'''

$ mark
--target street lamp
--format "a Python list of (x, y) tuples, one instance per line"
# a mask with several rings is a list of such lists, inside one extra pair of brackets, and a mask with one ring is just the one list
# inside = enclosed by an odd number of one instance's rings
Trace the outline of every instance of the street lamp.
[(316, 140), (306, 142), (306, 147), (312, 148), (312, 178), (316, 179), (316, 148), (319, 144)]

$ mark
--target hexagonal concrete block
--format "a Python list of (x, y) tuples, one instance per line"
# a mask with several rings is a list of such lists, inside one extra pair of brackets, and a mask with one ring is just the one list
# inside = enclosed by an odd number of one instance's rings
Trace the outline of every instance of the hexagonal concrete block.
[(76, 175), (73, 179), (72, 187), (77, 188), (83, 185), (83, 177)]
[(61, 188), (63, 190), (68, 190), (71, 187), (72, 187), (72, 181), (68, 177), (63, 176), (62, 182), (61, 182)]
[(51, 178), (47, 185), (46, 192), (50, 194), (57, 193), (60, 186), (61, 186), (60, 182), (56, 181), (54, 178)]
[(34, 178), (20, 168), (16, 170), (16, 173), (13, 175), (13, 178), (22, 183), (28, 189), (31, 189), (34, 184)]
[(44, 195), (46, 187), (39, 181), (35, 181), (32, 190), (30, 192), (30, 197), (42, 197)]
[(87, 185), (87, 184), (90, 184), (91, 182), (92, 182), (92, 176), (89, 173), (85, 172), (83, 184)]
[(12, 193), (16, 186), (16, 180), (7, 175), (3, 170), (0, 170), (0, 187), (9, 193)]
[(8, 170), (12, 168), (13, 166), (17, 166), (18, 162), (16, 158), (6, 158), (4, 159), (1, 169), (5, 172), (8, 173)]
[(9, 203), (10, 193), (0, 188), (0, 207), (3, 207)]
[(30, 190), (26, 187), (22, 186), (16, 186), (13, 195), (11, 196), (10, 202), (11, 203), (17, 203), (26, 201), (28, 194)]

'''

What you should do: Reproduce the lines above, substituting "Draw the boundary" for every occurrence of "Trace the outline" and leaving everything else as it is.

Response:
$ mark
--target street lamp
--format "a Python list of (x, y) tuples, one instance per line"
# a mask with several rings is a list of such lists, inside one extra pair of brackets, and a mask with one ring is just the one list
# inside = enclosed by an odd number of one instance's rings
Draw the boundary of every instance of the street lamp.
[(316, 140), (306, 142), (306, 147), (312, 148), (312, 178), (316, 179), (316, 148), (319, 144)]

$ mark
--target hexagonal concrete block
--format "a Python list of (x, y) tuples, one instance per line"
# a mask with several rings is a list of such lists, inside one extra pair of brackets, and a mask with one ring is just the one list
# inside = enclosed by an odd number of one instance's rings
Draw the boundary of every instance of the hexagonal concrete block.
[(76, 175), (73, 179), (72, 187), (77, 188), (83, 185), (83, 177)]
[(61, 188), (63, 190), (68, 190), (71, 187), (72, 187), (72, 181), (68, 177), (63, 176), (62, 182), (61, 182)]
[(51, 178), (47, 185), (46, 192), (50, 194), (57, 193), (60, 186), (61, 186), (60, 182), (56, 181), (54, 178)]
[(34, 178), (20, 168), (16, 170), (16, 173), (13, 175), (13, 178), (22, 183), (28, 189), (31, 189), (34, 184)]
[(44, 195), (46, 187), (39, 181), (35, 181), (32, 190), (30, 192), (30, 197), (42, 197)]
[(87, 185), (87, 184), (90, 184), (91, 182), (92, 182), (92, 176), (89, 173), (85, 172), (83, 184)]
[(12, 193), (16, 186), (16, 180), (7, 175), (3, 170), (0, 170), (0, 187), (9, 193)]
[(8, 170), (12, 168), (13, 166), (17, 166), (18, 162), (16, 158), (6, 158), (4, 159), (1, 169), (5, 172), (8, 173)]
[(9, 203), (10, 193), (0, 188), (0, 207), (3, 207)]
[(30, 190), (26, 187), (22, 186), (16, 186), (13, 195), (11, 196), (10, 202), (11, 203), (17, 203), (26, 201), (28, 194)]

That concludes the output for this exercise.